------ MATERIAL ------
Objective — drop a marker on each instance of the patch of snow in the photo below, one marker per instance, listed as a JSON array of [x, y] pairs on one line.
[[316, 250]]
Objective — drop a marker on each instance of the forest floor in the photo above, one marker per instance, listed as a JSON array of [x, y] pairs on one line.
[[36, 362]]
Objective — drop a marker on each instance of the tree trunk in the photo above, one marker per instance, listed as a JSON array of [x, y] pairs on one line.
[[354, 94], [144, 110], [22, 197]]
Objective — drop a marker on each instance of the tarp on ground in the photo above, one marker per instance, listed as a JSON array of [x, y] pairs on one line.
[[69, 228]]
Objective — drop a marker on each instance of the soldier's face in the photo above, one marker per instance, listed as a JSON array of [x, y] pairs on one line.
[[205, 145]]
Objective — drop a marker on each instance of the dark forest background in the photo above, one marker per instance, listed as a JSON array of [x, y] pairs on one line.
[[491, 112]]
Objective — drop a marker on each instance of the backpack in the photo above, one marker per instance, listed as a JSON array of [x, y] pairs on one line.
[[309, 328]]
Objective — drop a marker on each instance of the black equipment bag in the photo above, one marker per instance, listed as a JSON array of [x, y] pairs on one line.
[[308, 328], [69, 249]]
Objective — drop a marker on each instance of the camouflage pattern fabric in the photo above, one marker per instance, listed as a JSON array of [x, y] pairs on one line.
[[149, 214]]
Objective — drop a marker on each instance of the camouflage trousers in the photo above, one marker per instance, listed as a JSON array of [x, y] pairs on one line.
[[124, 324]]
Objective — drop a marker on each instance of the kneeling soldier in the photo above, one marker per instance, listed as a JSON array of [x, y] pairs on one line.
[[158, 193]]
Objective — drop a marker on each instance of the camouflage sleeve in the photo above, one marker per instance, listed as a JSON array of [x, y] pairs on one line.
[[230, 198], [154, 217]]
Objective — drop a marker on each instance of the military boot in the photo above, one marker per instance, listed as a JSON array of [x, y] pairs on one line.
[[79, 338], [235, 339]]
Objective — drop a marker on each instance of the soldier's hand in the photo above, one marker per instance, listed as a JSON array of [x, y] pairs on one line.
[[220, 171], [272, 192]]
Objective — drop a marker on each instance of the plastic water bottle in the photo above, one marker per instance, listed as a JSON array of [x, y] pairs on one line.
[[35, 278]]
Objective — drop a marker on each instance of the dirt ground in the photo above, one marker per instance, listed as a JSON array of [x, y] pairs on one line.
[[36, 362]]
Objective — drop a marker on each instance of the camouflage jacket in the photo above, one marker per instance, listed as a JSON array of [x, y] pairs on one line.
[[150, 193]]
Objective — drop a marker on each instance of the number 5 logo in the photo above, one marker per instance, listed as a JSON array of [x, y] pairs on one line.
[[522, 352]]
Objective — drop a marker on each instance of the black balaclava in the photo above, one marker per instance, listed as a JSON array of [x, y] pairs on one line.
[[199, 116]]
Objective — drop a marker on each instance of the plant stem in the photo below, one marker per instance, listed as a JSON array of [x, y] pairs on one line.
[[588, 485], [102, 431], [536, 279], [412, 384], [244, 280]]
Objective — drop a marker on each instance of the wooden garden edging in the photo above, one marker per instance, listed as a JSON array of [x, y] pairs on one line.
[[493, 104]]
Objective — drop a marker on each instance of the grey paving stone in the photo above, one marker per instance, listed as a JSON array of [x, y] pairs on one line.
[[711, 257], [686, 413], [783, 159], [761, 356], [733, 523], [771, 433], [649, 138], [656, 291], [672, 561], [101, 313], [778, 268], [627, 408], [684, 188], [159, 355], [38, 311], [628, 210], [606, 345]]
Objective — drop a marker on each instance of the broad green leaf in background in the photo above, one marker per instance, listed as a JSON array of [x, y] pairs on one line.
------
» **TO BE DONE**: Recast every row above as a numbered list, omitting any blank lines.

» **SOLUTION FOR THIS EXERCISE**:
1. Objective — drop a marker on each instance of the patch of snow in the photo below, one marker per instance, listed as a JSON array of [x, y] pairs on one line.
2. [[316, 250]]
3. Objective — drop a marker on each instance of the forest floor in the photo above, one marker per instance, listed as a JSON array of [x, y] pairs on one line.
4. [[36, 362]]
5. Objective — drop a marker on each instance of the tree trunk in the photo above, one marker per instance, listed as a JSON array of [x, y] pairs on one line.
6. [[354, 94], [144, 110], [22, 197]]
7. Objective — drop a marker on each instance of the tarp on ground in the photo above, one marker per instance, listed as a JSON array of [x, y] pairs on one line.
8. [[69, 228]]
9. Objective — drop a marker on each instance of the soldier's face in the photo above, one marker per instance, listed as a JSON array of [x, y] pairs on one line.
10. [[205, 145]]
11. Objective — drop a marker on each instance of the dark forest background in the photo above, one marker per instance, listed as a JSON array of [x, y] pairs on one line.
12. [[491, 112]]
13. Objective — drop a marker on each instance of the backpack in the photo above, one marker per instance, listed as a JSON array of [x, y] pairs on one line.
14. [[309, 328]]
15. Objective — drop a marker on each instance of the black equipment bag in the photo above, one marker per instance, listed as a JSON array of [x, y] pairs on one line.
16. [[308, 328], [69, 249]]
17. Objective — drop a marker on each instance of the camouflage pattern fabric in the photo above, one marker per instance, listed as a JSON array of [x, y] pairs on one line.
18. [[149, 214]]
19. Objective — drop a marker on each instance of the camouflage trousers in the photo above, one marker per instance, listed as a JSON array of [x, y] pairs on one line.
20. [[124, 324]]
21. Objective — drop a marker on each instance of the kneeling soldier in the photo above, one marker per instance, listed as a JSON array of [x, y] pairs on one line.
22. [[158, 193]]
23. Objective — drop a marker on each instance of the camouflage sleeve in the photo above, one marker per instance, listed as a JSON array of [x, y] pairs on one line.
24. [[230, 198], [154, 217]]
25. Objective — drop a marker on each instance of the military boot in the photo above, one marker per instance, listed as a JSON array of [x, y] pairs on one line.
26. [[79, 338], [235, 339]]
27. Objective — drop a marker on each instance of the soldier's hand in the photo above, one marker per instance, listed as a JSON array of [x, y] pairs on one line.
28. [[220, 171], [272, 192]]
29. Objective — drop a marker on each instance of the plastic water bottle in the photo above, one marker per instance, listed as a JSON array of [x, y] pairs on one line.
30. [[35, 278]]
31. Objective — drop a marker on each instance of the dirt ground in the photo above, one marker per instance, listed as a JSON array of [x, y] pairs on one line.
32. [[36, 362]]
33. Objective — drop a marker on each instance of the camouflage jacket in the photo above, one marker per instance, listed as a JSON array of [x, y] pairs on one line.
34. [[150, 193]]
35. Objective — drop a marker on each instance of the number 5 logo in the photo above, one marker per instance, listed as a JSON array of [x, y] pairs on one line.
36. [[522, 352]]
37. Objective — drop a marker on each instance of the black balaclava in the photo above, one marker per instance, listed as a JSON array of [x, y] pairs on one line.
38. [[199, 116]]
39. Objective — drop a marker on each instance of the plant stem in the photo below, one marker per instance, listed as a JSON array of [x, y] pairs on one line.
40. [[588, 485], [102, 431], [536, 279], [412, 384], [244, 280]]
41. Objective — drop a marker on each instance of the wooden garden edging in the photo above, one marker per instance, listed as a JSON array of [x, y] pairs on one line.
42. [[493, 104]]
43. Objective — drop a marker on each instance of the grey paving stone in the photo above, one marker per instance, listed as a JSON array of [x, y] pairs on one line.
44. [[711, 257], [686, 413], [783, 159], [761, 356], [733, 523], [771, 433], [649, 138], [656, 291], [672, 561], [101, 313], [778, 268], [627, 408], [684, 188], [159, 355], [38, 311], [628, 210], [606, 345]]
45. Objective — drop a marker on each instance of the broad green leaf in background in the photo above, one marker per instance, listed as a JSON array of [x, y] pairs on one line.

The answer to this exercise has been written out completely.